Saved entries:
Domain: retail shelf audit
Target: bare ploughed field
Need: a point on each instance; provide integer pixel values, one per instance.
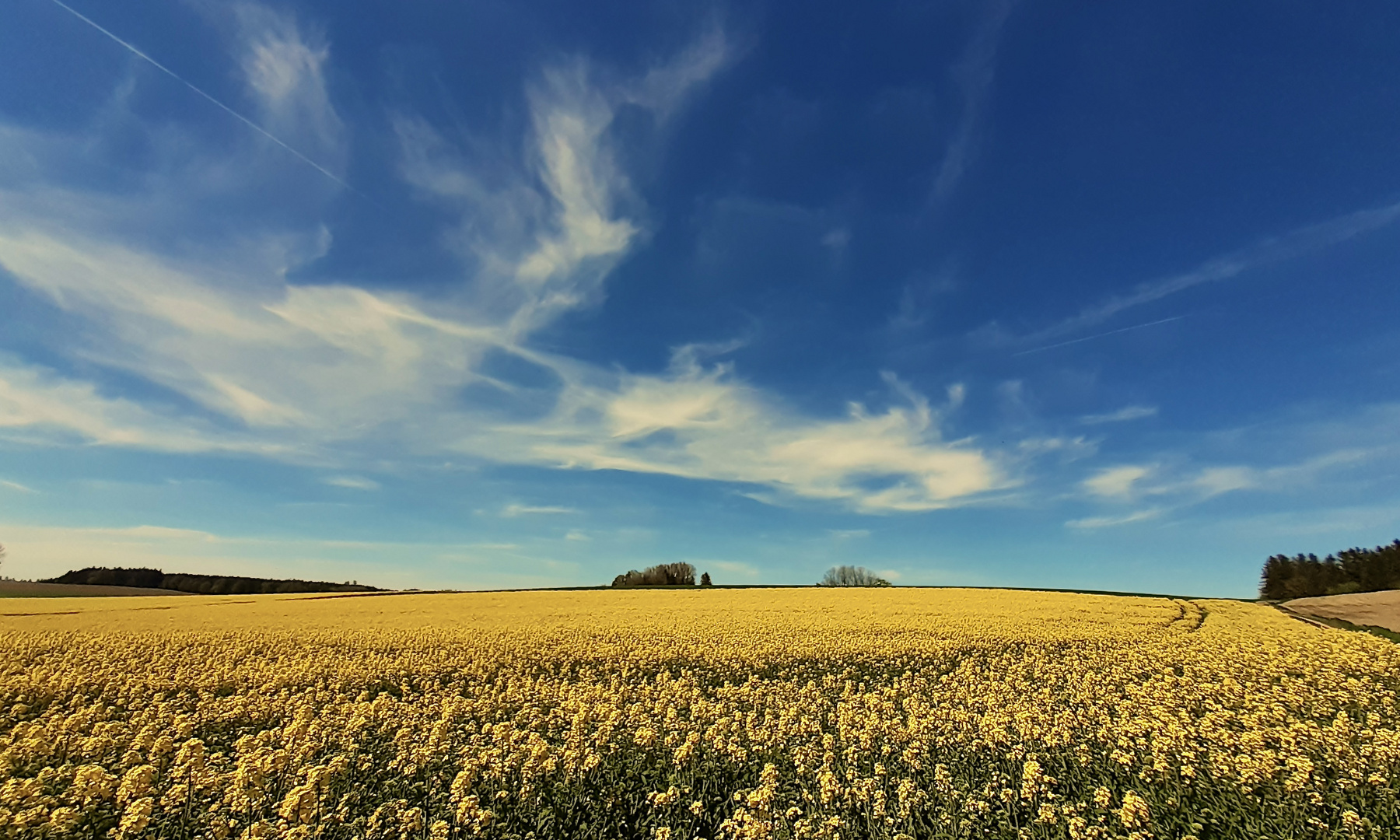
(1374, 609)
(31, 590)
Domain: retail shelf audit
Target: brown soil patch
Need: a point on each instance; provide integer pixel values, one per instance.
(1374, 609)
(30, 590)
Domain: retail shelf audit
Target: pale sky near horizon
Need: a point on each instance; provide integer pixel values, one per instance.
(492, 294)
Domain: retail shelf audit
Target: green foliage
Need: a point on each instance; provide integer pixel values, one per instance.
(1354, 570)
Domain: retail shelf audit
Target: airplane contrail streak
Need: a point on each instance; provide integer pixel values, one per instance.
(1112, 332)
(177, 77)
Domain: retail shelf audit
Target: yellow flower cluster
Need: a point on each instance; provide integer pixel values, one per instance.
(679, 714)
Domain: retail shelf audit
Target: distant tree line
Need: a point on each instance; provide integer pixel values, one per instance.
(1354, 570)
(852, 576)
(665, 574)
(201, 584)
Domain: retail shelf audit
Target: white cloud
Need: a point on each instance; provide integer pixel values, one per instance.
(252, 363)
(285, 70)
(665, 87)
(352, 482)
(1094, 523)
(1267, 251)
(527, 510)
(1116, 482)
(1120, 416)
(703, 423)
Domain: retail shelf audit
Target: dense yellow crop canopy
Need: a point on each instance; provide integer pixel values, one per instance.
(698, 713)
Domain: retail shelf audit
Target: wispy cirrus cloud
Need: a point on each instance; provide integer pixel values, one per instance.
(352, 482)
(973, 75)
(1120, 416)
(251, 363)
(1272, 250)
(1095, 523)
(262, 75)
(534, 510)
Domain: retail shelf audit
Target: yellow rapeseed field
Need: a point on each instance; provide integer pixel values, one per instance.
(699, 713)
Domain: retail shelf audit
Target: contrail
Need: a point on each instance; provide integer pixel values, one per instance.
(177, 77)
(1112, 332)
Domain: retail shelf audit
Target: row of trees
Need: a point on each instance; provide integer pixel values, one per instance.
(665, 574)
(1354, 570)
(199, 584)
(684, 574)
(852, 576)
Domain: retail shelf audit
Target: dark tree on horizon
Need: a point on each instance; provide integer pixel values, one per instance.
(665, 574)
(1354, 570)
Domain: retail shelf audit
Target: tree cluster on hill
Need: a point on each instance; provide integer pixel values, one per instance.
(1354, 570)
(852, 576)
(199, 584)
(665, 574)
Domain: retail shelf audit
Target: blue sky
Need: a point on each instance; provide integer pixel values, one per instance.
(495, 294)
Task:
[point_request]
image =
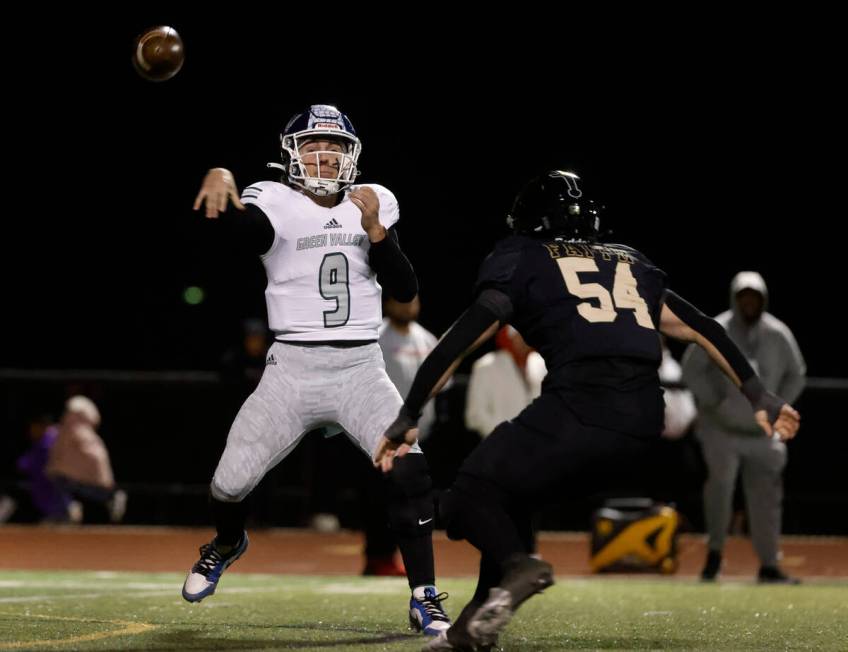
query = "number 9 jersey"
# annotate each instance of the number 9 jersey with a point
(320, 285)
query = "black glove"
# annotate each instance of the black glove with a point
(395, 432)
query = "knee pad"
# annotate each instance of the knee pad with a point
(227, 494)
(410, 497)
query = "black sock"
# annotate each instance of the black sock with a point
(490, 576)
(483, 520)
(229, 522)
(417, 553)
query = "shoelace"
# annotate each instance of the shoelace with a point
(433, 606)
(209, 558)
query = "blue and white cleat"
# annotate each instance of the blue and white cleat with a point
(204, 575)
(425, 611)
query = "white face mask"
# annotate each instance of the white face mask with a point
(298, 173)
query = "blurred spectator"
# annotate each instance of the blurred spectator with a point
(732, 441)
(405, 343)
(680, 411)
(503, 382)
(38, 498)
(79, 464)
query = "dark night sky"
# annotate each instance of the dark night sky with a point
(713, 154)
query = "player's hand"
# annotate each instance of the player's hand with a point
(368, 202)
(784, 427)
(218, 188)
(387, 450)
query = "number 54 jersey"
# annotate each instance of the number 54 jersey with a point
(320, 285)
(592, 311)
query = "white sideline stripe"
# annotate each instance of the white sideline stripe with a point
(75, 584)
(340, 588)
(141, 594)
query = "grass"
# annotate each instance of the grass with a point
(136, 611)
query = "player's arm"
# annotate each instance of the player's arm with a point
(681, 320)
(250, 228)
(476, 325)
(218, 189)
(393, 269)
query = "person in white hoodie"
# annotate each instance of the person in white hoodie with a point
(503, 382)
(731, 440)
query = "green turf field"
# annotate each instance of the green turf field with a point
(134, 611)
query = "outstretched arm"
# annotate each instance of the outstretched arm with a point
(681, 320)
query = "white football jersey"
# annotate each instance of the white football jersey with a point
(320, 286)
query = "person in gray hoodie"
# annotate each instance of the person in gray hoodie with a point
(731, 440)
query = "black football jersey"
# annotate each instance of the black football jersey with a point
(591, 311)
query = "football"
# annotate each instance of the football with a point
(158, 53)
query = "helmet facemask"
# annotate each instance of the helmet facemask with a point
(296, 161)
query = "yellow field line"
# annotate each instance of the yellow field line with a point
(127, 629)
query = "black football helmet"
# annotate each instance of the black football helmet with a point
(554, 205)
(319, 121)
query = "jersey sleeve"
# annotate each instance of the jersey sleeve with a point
(500, 268)
(389, 212)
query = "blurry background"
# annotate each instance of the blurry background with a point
(715, 145)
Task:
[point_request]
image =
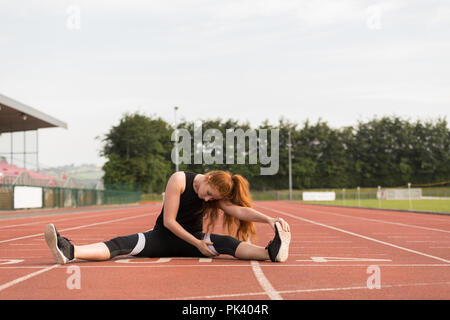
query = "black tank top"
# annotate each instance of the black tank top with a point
(190, 215)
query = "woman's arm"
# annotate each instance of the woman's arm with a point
(250, 214)
(175, 186)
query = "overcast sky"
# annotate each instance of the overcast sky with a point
(88, 62)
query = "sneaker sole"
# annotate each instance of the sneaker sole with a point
(285, 238)
(52, 243)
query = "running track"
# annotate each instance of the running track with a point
(335, 253)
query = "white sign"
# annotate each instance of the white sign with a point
(319, 196)
(27, 197)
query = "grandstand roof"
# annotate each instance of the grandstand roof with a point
(16, 116)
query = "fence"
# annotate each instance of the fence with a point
(430, 199)
(58, 197)
(350, 194)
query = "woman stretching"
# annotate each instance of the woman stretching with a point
(190, 198)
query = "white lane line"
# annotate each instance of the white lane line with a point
(359, 235)
(380, 221)
(264, 283)
(79, 227)
(28, 276)
(317, 290)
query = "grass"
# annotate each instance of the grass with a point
(442, 206)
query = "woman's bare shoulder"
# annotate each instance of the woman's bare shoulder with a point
(178, 180)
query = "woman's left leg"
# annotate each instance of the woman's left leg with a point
(249, 251)
(237, 248)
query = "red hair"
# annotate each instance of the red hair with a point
(234, 188)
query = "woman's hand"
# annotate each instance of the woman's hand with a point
(284, 224)
(202, 246)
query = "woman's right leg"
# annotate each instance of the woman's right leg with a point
(96, 251)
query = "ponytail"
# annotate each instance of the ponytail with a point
(235, 189)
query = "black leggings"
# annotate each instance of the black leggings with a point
(163, 243)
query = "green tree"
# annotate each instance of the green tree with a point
(138, 154)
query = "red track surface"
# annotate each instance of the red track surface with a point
(333, 253)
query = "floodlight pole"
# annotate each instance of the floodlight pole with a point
(289, 145)
(176, 139)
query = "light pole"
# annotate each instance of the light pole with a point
(289, 145)
(176, 139)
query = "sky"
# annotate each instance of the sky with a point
(87, 62)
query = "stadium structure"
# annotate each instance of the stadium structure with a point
(18, 117)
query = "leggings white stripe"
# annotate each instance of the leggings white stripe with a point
(208, 238)
(139, 245)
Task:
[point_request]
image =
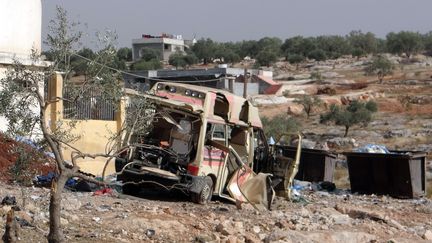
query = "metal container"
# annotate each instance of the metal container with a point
(315, 165)
(399, 174)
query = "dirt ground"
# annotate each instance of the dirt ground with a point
(317, 217)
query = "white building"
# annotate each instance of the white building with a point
(165, 44)
(20, 32)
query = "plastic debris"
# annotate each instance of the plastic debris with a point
(373, 148)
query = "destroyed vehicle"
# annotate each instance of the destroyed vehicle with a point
(204, 142)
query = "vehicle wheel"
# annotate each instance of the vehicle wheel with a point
(206, 193)
(131, 189)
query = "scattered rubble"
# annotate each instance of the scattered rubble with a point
(331, 217)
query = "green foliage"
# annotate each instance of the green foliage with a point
(270, 44)
(298, 45)
(278, 125)
(152, 64)
(124, 54)
(316, 76)
(308, 102)
(318, 55)
(334, 46)
(362, 43)
(204, 49)
(404, 42)
(379, 66)
(355, 113)
(427, 42)
(357, 52)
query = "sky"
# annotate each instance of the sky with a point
(236, 20)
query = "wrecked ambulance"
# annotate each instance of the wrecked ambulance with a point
(204, 142)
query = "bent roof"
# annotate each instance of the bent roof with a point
(236, 103)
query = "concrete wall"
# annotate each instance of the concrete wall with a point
(21, 24)
(94, 134)
(136, 49)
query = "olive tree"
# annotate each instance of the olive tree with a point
(355, 113)
(379, 66)
(24, 104)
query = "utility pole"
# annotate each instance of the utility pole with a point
(245, 80)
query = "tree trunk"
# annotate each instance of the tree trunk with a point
(55, 234)
(346, 131)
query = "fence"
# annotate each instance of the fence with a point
(87, 104)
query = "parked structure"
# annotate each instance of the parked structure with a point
(165, 44)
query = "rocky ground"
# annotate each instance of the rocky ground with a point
(318, 216)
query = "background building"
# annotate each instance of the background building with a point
(19, 34)
(165, 44)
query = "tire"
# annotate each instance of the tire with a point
(131, 189)
(206, 193)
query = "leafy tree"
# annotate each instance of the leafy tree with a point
(362, 43)
(308, 102)
(124, 54)
(317, 54)
(205, 49)
(427, 43)
(270, 44)
(21, 93)
(355, 113)
(298, 45)
(334, 46)
(380, 66)
(280, 124)
(80, 65)
(404, 42)
(358, 52)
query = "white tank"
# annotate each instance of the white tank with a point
(21, 24)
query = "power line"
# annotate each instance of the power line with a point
(140, 76)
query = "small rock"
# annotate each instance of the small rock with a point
(223, 230)
(150, 233)
(9, 200)
(203, 238)
(256, 229)
(341, 219)
(251, 238)
(64, 221)
(231, 239)
(23, 215)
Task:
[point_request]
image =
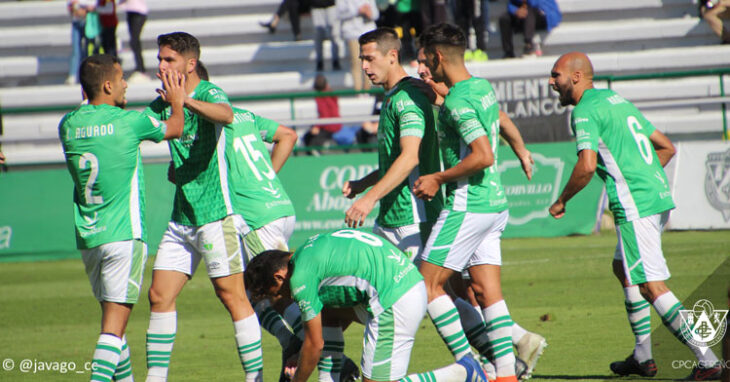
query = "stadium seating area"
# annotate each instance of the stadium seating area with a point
(621, 36)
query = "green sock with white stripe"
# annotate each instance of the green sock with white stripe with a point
(668, 307)
(330, 362)
(639, 313)
(248, 340)
(293, 317)
(499, 331)
(445, 317)
(273, 322)
(106, 357)
(160, 339)
(474, 328)
(453, 372)
(123, 373)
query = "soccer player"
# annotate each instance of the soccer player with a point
(529, 345)
(203, 225)
(467, 232)
(614, 139)
(101, 144)
(407, 148)
(362, 271)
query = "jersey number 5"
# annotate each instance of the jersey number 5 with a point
(642, 142)
(251, 155)
(92, 162)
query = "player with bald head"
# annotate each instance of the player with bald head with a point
(614, 139)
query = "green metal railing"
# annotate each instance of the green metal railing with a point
(719, 72)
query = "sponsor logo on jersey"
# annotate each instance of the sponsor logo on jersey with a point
(703, 326)
(717, 182)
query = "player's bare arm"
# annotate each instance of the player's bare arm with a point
(214, 112)
(398, 171)
(663, 146)
(311, 349)
(174, 93)
(508, 130)
(579, 178)
(352, 188)
(479, 158)
(284, 140)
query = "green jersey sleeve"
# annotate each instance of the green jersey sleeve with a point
(267, 128)
(465, 119)
(585, 125)
(410, 117)
(147, 127)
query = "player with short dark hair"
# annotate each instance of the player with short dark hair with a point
(101, 145)
(204, 225)
(374, 283)
(614, 139)
(467, 234)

● TRY IT
Copy whichever lines of the records above contain the word "contrail".

● RESULT BELOW
Target: airplane contrail streak
Target: contrail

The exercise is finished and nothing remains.